**Objective**
Write out the rows below again, changing "every instance" to "all instances" wherever it occurs and keeping everything else the same.

(Region outline entries)
····················
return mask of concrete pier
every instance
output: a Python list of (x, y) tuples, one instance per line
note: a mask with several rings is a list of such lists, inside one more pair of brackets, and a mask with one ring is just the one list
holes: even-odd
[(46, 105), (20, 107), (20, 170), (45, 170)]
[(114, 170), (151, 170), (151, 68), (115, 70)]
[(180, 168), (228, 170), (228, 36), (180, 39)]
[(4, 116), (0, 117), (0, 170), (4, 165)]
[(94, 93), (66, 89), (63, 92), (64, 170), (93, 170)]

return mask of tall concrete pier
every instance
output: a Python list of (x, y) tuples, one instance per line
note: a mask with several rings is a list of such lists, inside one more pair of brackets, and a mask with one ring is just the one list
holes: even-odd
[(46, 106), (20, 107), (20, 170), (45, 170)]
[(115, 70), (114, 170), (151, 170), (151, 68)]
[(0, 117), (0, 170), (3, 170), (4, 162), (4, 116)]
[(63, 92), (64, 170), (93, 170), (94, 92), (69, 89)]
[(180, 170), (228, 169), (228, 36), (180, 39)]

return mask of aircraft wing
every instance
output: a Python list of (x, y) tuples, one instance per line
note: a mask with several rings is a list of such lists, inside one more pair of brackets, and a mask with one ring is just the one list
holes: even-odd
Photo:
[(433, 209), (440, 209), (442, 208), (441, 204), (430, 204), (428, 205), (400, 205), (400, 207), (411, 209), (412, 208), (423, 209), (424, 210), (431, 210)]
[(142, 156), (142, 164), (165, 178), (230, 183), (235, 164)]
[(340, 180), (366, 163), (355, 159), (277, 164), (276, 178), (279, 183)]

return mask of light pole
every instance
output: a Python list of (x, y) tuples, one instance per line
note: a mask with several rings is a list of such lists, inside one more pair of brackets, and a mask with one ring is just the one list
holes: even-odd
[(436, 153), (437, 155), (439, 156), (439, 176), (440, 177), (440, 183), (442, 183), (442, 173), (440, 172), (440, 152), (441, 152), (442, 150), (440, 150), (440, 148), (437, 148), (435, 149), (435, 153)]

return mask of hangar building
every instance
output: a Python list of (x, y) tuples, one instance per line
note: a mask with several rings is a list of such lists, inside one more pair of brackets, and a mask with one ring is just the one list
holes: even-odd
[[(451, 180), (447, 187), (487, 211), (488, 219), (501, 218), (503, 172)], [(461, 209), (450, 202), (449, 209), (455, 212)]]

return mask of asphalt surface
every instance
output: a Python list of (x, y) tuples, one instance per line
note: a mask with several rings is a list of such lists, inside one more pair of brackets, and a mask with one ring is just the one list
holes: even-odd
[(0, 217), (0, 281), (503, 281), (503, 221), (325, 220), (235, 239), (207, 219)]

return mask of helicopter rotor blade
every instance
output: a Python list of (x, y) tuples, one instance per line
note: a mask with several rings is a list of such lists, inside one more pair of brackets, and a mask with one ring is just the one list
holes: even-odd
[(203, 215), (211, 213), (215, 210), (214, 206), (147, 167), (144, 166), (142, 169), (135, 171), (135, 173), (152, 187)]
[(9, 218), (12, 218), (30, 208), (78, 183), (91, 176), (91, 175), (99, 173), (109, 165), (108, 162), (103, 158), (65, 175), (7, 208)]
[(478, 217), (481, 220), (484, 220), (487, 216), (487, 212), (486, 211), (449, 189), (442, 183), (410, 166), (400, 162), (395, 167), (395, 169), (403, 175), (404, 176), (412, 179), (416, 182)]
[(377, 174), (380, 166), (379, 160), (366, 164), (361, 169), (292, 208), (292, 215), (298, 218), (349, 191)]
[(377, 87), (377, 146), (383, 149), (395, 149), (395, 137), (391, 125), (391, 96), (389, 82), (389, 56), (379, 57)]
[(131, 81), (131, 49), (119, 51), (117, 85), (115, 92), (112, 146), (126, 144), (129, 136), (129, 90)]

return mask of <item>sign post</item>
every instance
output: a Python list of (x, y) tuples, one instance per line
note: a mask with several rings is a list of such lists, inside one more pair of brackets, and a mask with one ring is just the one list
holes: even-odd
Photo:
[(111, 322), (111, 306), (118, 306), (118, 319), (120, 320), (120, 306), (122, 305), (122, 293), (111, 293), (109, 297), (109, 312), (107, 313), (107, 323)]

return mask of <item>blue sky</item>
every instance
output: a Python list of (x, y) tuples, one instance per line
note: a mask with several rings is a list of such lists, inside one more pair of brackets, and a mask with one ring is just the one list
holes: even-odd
····················
**Complete response**
return mask of concrete pier
all instances
output: a Python list of (x, y) tuples, one instance per line
note: a mask with several rings is a list of such lists, inside one more pair of brackets, and a mask with one ring is just the one list
holes: even-odd
[(46, 105), (20, 107), (20, 170), (45, 170)]
[(114, 170), (151, 170), (151, 68), (115, 70)]
[(180, 168), (228, 170), (228, 36), (180, 39)]
[(4, 116), (0, 117), (0, 170), (4, 165)]
[(94, 93), (66, 89), (63, 92), (64, 170), (93, 170)]

return mask of tall concrete pier
all instances
output: a Python list of (x, y) tuples, one instance per line
note: a mask with several rings is a list of such lists, inside one more pair of brackets, and a mask with one ring is just the one list
holes: even-odd
[(46, 106), (20, 107), (20, 170), (45, 170)]
[(115, 70), (114, 170), (151, 170), (151, 68)]
[(0, 117), (0, 170), (3, 170), (4, 162), (4, 116)]
[(63, 92), (64, 170), (93, 170), (94, 92), (69, 89)]
[(180, 170), (228, 169), (228, 36), (180, 39)]

return mask of aircraft wing
all instances
output: a Python list of (x, y) tuples, one instance per line
note: a mask with several rings is a list of such lists, inside one more pair of brackets, and a mask with one ring is just the one list
holes: even-odd
Photo:
[(433, 209), (440, 209), (442, 208), (441, 204), (430, 204), (428, 205), (400, 205), (400, 207), (411, 209), (412, 208), (423, 209), (424, 210), (431, 210)]
[(142, 156), (142, 164), (165, 178), (230, 183), (235, 164)]
[(340, 180), (366, 163), (355, 159), (277, 164), (276, 178), (279, 183)]

return mask of light pole
all instances
output: a Python list of (x, y) tuples, one instance per line
note: a mask with several rings is a list of such lists, inside one more pair of brackets, and a mask with one ring is just the one list
holes: even-odd
[(436, 153), (437, 155), (439, 156), (439, 176), (440, 177), (440, 183), (442, 183), (442, 173), (440, 172), (440, 152), (441, 152), (442, 150), (440, 150), (440, 148), (437, 148), (435, 149), (435, 153)]

return mask of hangar building
all instances
output: a Python list of (x, y) tuples, one instance per line
note: a mask with several rings is a list of such lists, inside one more pair of brackets, and a mask with one ring is just the one list
holes: even-odd
[[(451, 180), (447, 187), (487, 211), (488, 219), (501, 218), (503, 172)], [(461, 209), (450, 202), (449, 209), (455, 212)]]

return mask of asphalt surface
all instances
output: a Python list of (x, y) tuples, one instance per line
note: a mask with several rings is a list of such lists, inside one more pair of brackets, and a mask with one ring is just the one list
holes: even-odd
[(0, 217), (0, 281), (503, 281), (503, 221), (325, 220), (235, 239), (207, 219)]

return mask of helicopter rotor blade
all instances
output: a Python list of (x, y) tuples, one instance per line
note: a mask with several rings is a list of such lists, inside one more pair of brackets, and a mask with one ring is just the one list
holes: even-odd
[(203, 215), (211, 213), (215, 210), (214, 206), (147, 167), (144, 166), (142, 169), (135, 171), (135, 173), (152, 187)]
[(9, 218), (12, 218), (30, 208), (78, 183), (91, 176), (91, 175), (99, 173), (109, 165), (108, 162), (103, 158), (65, 175), (7, 208)]
[(478, 217), (481, 220), (484, 220), (487, 216), (487, 212), (486, 211), (449, 189), (442, 183), (410, 166), (400, 162), (395, 167), (395, 169), (403, 175), (404, 176), (412, 179), (416, 182)]
[(377, 174), (380, 166), (379, 160), (366, 164), (361, 169), (292, 208), (292, 215), (298, 218), (349, 191)]
[(377, 87), (377, 146), (383, 149), (395, 149), (395, 137), (391, 125), (391, 96), (389, 82), (389, 56), (379, 57)]
[(131, 81), (131, 49), (119, 51), (117, 85), (115, 92), (112, 146), (126, 144), (129, 136), (129, 90)]

return mask of <item>sign post</item>
all instances
output: a Python list of (x, y) tuples, one instance per line
note: a mask with several rings is a list of such lists, inside one more pair of brackets, and a mask with one ring is just the one list
holes: even-odd
Photo:
[(111, 322), (111, 306), (118, 306), (118, 319), (120, 320), (120, 306), (122, 305), (122, 293), (111, 293), (109, 297), (109, 312), (107, 313), (107, 323)]

return mask of <item>blue sky</item>
all instances
output: a Python list of (x, y) tuples, one instance per line
note: a mask with several rings is a list of such lists, inside one more pair of brackets, and a mask with one ring is just the one list
holes: even-odd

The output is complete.